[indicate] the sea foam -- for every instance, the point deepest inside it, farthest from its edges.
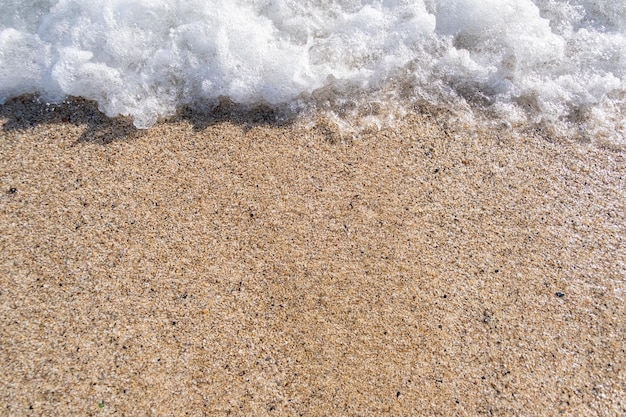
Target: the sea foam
(548, 63)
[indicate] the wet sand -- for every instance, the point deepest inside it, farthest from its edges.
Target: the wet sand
(236, 266)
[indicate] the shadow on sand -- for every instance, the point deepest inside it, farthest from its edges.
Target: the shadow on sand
(29, 111)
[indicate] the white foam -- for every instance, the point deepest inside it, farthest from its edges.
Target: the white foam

•••••

Convert every line of the records above into a JSON list of strings, one string per line, skipping blank lines. Leave the pictures out of the answer.

THE OUTPUT –
[
  "[indicate] the sea foam -- for every instance, the point deepest inside it, farthest from its edges.",
  "Target: the sea foam",
  "(548, 63)",
  "[indicate] the wet sand -- for every instance, the point deepest inside it, farthest from its edges.",
  "Target: the wet sand",
  "(236, 266)",
  "[indicate] the shadow on sand -- for every instance, the point deepest inside it, farthest from its edges.",
  "Target: the shadow on sand",
  "(29, 111)",
  "[indicate] the white foam -- for every instance, the point deepest inside it, farthest from its edges.",
  "Target: the white foam"
]